» Instructions:
a) Write out the part of the spider mite thread from "Thanks I will" to "(Nov 4, 2012)", word for word.
b) Name every distinct username that appears in the post headings of the spider mite thread, listing each one only once.

──────── Extract ────────

I had those in my tank before. Those are spidermites. See the webs? Look very closely you can see the small spider. It's as small as a newly hatched shrimp.


----------



## mot (Sep 17, 2011)

I can see webs for sure but cant find any critters. So to treat any recommendations? Looks like water kills them so flood?


----------



## KenRC51 (Oct 13, 2011)

mot said:


> I can see webs for sure but cant find any critters. So to treat any recommendations? Looks like water kills them so flood?


When I had mine I had to stare at the web for about 10-15 mins before I saw movements. Look carefully and you'll see them.

H2O2 will kill them if you can get them. They hide under the leaf. When you spray or drip h2o2 it doesn't go under the leaf so it is really heard to kill them. The only way is to flood the tank. 

Maybe you can just flood the tank to above the plant level for a day or two then drain out water can continue DSM.


----------



## mot (Sep 17, 2011)

Thanks. Took your advice and just flooded. The small air bubbles have attached to the webs and they are quite visible now. So i feel pretty good that flooding was the right thing to do. Everything was well rooted already so ill move on and im sure the hc will fill in the dead spots. I also cut the new growth tips off the rotala butterfly and planted that as it was submersed growth already. I took my eheim 2217 off the temp tank and emptied the media, cleaned it up and have it on this tank now so i could get the CO2 cranked up.

Should be interesting at the very least.


----------



## AnotherHobby (Mar 5, 2012)

The white mold and spider mite webs look pretty much the same. If it's spiders, the flooding will work. My mold kept spreading even after I flooded, so keep an eye on it just in case. It moves slower under water, but didn't die until I treated it.


----------



## mot (Sep 17, 2011)

Thanks I will keep a close eye on the results. I figured it would be best to hit it with the fungus cure and flood it as waiting even a little bit would result in a complete wipe out for sure as the spread was extremely rapid.


----------



## Bserve (Nov 4, 2012)

Well, now I know why there haven't been any updates until now


----------



## mot (Sep 17, 2011)

──────── Record excerpts ────────

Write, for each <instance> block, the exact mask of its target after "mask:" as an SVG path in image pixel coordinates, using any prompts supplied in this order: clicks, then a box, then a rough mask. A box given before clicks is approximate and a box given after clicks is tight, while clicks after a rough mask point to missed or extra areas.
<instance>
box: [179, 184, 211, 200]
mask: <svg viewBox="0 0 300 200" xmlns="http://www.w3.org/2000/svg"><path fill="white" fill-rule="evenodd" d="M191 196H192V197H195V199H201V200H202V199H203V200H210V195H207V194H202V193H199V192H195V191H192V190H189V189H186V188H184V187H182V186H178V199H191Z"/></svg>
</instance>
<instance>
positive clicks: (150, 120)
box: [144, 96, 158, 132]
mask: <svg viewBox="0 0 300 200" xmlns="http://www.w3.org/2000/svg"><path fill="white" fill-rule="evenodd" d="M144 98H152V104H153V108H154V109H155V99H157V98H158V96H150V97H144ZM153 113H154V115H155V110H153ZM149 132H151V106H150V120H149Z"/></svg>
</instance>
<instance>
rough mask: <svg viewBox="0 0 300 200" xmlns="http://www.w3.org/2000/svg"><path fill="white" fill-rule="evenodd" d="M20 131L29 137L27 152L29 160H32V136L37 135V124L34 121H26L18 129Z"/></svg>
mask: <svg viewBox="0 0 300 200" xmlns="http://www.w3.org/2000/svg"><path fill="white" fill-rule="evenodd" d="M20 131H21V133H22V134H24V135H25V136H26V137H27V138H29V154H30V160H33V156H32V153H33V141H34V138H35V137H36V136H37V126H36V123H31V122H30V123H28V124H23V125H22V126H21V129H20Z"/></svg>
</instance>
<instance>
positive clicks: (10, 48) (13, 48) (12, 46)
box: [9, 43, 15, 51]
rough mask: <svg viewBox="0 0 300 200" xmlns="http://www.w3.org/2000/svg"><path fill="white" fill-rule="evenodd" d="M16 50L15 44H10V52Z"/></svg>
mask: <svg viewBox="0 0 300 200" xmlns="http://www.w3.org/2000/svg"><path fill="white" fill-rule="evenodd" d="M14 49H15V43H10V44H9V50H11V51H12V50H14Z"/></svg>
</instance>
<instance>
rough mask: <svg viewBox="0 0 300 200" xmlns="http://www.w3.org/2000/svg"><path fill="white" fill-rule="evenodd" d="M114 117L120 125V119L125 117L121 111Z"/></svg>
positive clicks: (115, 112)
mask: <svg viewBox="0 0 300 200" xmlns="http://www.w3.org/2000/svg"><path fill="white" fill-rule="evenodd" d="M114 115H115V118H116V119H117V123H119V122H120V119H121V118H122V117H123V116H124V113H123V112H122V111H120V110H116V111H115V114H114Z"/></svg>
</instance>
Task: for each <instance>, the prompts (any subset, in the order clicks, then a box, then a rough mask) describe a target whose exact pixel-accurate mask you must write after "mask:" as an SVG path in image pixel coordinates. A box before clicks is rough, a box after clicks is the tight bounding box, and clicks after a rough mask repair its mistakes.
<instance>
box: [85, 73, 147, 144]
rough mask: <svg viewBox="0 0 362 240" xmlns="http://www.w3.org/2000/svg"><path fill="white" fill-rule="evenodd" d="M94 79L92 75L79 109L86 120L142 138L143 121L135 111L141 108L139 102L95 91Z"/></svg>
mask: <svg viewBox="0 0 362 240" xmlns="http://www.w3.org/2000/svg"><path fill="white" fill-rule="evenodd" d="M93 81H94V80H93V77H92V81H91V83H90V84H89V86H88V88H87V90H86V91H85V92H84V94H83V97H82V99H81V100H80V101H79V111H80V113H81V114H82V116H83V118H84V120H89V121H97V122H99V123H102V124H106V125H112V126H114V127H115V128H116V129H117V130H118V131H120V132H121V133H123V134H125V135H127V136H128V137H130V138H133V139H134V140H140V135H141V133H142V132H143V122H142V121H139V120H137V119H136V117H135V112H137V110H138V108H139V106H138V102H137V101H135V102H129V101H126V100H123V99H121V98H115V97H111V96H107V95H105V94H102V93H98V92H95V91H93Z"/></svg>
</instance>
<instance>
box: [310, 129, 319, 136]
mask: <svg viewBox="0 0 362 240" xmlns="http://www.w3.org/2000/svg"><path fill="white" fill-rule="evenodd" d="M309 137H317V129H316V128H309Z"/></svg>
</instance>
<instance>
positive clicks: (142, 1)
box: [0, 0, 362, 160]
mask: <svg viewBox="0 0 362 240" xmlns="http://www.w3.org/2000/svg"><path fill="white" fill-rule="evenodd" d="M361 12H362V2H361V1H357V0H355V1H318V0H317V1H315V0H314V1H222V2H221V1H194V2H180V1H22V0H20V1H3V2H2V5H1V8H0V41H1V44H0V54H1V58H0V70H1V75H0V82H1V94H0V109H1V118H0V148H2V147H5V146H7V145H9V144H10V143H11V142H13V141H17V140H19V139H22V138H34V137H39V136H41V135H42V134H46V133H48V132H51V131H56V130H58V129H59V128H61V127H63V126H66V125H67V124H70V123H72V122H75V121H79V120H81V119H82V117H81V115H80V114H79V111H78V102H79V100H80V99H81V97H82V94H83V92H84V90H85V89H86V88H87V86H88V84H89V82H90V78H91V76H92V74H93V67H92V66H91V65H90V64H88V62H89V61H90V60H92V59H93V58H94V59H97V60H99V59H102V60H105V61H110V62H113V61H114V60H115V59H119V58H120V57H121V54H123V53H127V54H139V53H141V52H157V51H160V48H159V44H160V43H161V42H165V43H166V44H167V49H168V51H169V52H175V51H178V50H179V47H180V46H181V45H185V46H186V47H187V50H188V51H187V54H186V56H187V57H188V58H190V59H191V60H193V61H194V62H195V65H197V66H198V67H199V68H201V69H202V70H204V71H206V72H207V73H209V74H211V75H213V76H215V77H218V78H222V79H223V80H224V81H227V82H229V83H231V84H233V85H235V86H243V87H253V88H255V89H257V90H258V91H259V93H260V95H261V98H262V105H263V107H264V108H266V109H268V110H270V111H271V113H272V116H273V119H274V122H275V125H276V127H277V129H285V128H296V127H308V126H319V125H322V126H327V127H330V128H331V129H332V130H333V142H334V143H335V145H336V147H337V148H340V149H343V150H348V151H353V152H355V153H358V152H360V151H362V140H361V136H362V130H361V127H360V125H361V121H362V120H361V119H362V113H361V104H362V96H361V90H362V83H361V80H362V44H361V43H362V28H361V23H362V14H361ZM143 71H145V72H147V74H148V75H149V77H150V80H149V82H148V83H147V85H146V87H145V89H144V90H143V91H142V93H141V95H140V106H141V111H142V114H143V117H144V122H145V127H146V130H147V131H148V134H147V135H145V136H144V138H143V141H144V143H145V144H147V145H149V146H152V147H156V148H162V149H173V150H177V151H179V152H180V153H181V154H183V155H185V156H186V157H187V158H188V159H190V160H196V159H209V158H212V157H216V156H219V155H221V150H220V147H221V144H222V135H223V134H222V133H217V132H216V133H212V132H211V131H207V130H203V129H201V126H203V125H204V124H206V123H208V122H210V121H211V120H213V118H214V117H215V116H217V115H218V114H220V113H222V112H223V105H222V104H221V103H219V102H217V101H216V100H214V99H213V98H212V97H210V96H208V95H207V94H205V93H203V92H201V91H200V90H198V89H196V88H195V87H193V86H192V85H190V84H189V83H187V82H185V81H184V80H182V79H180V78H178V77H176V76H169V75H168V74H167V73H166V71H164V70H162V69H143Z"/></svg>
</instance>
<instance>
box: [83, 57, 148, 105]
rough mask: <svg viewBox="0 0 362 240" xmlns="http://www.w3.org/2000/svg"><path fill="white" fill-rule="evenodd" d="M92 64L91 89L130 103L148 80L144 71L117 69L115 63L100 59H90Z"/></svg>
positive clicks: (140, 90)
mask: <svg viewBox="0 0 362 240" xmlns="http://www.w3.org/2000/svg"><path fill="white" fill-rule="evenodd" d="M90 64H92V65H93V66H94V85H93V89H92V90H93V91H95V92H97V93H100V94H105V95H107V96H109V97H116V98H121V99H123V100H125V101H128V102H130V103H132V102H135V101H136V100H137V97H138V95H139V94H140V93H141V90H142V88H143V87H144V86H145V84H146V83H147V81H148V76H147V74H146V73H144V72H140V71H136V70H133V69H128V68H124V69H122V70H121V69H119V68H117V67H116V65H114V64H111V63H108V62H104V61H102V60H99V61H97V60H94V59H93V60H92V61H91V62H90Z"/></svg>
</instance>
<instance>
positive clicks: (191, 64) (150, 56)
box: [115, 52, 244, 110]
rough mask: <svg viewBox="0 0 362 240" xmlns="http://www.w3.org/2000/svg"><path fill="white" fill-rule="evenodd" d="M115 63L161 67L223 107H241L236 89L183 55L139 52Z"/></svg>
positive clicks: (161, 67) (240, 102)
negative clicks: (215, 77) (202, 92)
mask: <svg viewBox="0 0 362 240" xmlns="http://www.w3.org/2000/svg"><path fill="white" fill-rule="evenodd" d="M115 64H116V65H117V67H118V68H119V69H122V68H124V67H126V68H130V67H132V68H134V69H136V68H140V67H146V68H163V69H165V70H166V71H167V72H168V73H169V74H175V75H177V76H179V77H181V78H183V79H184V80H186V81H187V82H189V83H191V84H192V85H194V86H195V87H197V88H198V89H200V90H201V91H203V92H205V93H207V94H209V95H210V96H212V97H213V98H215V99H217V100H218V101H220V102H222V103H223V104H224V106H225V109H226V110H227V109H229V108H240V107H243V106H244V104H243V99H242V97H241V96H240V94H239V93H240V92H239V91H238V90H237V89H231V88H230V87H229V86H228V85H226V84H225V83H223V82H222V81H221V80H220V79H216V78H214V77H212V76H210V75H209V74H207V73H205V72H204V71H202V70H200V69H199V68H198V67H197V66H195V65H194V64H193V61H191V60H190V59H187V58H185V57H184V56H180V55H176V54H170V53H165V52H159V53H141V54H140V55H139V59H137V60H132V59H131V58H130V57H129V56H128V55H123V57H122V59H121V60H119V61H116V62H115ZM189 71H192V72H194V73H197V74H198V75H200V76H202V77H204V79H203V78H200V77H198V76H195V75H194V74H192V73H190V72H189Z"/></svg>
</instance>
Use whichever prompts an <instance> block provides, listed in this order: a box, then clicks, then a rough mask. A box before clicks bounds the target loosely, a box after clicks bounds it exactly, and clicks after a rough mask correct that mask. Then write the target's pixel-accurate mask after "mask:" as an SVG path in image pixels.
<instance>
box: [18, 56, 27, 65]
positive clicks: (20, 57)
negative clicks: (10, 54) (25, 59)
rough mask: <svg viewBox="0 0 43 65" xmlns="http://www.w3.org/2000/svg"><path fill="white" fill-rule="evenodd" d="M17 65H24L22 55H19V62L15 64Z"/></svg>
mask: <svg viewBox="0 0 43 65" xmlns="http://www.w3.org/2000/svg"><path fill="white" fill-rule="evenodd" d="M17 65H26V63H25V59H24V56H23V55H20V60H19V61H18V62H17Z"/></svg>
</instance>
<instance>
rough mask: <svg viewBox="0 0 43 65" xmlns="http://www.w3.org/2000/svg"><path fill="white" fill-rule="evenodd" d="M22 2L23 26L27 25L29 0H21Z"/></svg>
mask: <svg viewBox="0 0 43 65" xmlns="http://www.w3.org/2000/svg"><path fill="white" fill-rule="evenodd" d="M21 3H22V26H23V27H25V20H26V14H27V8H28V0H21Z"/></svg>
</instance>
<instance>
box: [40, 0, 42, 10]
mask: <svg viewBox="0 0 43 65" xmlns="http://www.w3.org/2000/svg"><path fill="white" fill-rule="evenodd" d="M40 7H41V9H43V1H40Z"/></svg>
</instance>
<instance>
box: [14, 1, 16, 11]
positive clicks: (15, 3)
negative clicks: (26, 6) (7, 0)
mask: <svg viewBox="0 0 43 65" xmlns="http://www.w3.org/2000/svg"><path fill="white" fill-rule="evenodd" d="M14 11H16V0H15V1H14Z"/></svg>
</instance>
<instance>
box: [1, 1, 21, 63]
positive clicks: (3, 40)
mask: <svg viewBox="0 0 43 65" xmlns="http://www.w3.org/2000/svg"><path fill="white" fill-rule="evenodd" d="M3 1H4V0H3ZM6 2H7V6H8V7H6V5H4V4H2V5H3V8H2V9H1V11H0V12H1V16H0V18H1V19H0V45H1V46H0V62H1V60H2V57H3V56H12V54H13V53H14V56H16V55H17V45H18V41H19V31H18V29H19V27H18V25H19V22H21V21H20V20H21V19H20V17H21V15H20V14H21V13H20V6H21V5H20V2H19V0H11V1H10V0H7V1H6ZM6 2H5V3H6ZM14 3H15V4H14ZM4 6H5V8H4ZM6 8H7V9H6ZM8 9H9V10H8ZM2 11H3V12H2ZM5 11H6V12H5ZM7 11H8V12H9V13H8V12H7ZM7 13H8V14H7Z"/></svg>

────────

» Responses by item number:
a)
Thanks I will keep a close eye on the results. I figured it would be best to hit it with the fungus cure and flood it as waiting even a little bit would result in a complete wipe out for sure as the spread was extremely rapid.


----------



## Bserve (Nov 4, 2012)

b)
mot
KenRC51
AnotherHobby
Bserve